Count the lines in the items below that contain the word "reflection". Reply with the number alone.

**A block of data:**
========
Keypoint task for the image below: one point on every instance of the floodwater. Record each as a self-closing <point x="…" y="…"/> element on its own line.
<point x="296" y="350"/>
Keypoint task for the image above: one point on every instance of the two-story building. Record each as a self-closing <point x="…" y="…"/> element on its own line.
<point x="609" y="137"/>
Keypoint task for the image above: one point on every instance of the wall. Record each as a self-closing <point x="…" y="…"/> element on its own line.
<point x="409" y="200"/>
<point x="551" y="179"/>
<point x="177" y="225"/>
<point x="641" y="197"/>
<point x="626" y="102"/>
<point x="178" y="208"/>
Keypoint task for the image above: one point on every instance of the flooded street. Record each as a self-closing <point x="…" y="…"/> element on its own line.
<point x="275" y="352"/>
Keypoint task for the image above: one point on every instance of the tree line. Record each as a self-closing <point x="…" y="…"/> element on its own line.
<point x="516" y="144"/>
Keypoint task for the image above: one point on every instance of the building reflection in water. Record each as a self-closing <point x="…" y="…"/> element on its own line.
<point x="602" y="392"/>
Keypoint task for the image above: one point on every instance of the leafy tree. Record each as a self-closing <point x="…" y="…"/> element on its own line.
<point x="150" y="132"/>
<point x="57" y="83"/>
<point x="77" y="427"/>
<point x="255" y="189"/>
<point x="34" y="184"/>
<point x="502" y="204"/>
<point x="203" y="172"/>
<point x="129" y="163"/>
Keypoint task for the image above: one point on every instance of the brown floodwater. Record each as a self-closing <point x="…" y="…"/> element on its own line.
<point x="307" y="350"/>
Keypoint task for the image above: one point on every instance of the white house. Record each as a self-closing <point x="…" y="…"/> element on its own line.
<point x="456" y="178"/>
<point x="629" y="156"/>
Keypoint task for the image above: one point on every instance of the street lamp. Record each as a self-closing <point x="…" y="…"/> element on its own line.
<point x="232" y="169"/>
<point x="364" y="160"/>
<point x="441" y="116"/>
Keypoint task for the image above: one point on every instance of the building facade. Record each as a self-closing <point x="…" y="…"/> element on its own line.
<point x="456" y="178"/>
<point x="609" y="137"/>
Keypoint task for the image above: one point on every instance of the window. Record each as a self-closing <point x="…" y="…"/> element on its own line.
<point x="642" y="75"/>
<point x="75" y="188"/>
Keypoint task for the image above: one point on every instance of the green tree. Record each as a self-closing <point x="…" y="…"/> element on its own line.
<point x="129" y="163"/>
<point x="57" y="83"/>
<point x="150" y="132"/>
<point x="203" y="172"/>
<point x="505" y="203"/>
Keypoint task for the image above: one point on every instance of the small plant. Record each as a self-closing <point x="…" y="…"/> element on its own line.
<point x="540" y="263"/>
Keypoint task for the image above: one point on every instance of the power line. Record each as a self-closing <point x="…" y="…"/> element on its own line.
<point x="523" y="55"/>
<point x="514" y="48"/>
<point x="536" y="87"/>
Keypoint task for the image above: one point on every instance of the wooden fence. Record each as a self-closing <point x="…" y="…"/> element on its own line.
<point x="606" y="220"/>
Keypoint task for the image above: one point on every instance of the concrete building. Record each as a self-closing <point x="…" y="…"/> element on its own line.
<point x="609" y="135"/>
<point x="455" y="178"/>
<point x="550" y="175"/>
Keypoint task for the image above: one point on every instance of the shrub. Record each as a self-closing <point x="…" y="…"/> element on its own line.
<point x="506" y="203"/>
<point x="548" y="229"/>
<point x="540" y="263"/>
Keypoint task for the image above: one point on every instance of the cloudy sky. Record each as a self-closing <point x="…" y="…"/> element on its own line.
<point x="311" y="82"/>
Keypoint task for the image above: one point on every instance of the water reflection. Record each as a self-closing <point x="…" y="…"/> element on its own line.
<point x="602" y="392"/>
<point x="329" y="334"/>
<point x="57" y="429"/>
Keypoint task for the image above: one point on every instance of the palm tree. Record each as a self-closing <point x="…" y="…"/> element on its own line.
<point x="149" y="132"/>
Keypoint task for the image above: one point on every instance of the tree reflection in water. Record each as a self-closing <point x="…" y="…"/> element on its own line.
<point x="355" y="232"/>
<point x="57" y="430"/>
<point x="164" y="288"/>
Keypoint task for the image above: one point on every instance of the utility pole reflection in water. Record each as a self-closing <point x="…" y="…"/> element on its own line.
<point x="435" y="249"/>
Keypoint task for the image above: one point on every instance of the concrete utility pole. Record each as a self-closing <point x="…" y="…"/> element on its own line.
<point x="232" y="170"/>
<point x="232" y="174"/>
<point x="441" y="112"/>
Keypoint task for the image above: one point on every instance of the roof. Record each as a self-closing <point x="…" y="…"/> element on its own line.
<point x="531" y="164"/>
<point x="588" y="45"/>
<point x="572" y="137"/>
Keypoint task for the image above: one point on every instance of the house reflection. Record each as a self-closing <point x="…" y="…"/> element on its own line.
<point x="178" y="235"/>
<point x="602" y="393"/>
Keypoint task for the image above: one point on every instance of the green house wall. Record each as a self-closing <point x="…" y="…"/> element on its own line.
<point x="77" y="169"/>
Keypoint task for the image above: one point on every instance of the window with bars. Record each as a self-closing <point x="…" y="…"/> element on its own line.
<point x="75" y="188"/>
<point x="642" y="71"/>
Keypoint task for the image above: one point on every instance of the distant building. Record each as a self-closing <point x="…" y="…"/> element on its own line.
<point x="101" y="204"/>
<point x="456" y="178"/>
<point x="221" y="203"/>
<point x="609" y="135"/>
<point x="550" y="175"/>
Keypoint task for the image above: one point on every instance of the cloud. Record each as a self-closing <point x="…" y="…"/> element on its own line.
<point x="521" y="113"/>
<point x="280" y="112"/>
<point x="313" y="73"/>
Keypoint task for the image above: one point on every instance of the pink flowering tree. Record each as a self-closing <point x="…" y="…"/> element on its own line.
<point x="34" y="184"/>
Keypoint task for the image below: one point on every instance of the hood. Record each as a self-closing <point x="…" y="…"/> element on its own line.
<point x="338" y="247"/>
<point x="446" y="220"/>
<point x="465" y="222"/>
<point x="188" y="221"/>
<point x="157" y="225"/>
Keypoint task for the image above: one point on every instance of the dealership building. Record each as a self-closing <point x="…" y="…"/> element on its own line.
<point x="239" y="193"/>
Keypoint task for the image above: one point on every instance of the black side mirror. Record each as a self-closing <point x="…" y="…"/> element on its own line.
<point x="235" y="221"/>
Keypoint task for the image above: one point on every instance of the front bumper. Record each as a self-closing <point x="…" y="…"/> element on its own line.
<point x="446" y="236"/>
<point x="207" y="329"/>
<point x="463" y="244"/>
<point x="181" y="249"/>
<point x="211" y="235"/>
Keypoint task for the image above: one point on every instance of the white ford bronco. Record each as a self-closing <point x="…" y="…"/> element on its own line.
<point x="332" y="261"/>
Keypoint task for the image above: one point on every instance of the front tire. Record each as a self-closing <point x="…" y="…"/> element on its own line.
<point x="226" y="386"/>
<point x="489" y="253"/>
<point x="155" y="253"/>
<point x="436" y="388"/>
========
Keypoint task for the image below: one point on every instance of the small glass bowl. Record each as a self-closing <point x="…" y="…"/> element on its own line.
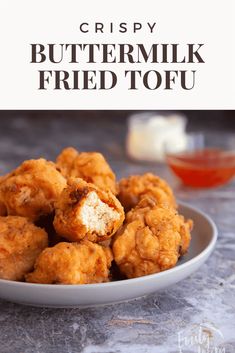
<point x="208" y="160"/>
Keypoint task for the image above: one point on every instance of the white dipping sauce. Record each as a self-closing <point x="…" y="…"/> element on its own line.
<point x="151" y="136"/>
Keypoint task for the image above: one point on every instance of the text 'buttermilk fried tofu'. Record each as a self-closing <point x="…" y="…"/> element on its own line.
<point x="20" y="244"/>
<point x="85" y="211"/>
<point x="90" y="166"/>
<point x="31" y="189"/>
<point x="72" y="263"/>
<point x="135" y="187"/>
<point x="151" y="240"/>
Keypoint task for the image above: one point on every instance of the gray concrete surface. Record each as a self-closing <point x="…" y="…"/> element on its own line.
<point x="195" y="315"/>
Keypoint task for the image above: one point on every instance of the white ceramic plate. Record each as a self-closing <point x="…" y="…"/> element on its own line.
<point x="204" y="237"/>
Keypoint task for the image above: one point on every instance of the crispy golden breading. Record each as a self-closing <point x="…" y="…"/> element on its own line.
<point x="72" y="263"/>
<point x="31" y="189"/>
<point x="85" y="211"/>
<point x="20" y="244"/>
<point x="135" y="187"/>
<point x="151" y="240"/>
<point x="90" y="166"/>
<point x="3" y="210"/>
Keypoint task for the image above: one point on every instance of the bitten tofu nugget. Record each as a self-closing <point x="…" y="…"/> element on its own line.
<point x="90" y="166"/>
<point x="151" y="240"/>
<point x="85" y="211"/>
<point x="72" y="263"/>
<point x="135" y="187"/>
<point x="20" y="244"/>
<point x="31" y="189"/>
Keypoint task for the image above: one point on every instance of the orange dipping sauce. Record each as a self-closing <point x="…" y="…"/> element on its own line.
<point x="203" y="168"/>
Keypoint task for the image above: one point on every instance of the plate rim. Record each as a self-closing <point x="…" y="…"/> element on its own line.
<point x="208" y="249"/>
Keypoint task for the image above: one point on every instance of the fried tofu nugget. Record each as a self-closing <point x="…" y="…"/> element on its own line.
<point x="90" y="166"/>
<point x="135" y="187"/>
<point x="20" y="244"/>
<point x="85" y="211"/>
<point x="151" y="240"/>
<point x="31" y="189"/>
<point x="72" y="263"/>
========
**Correct response:**
5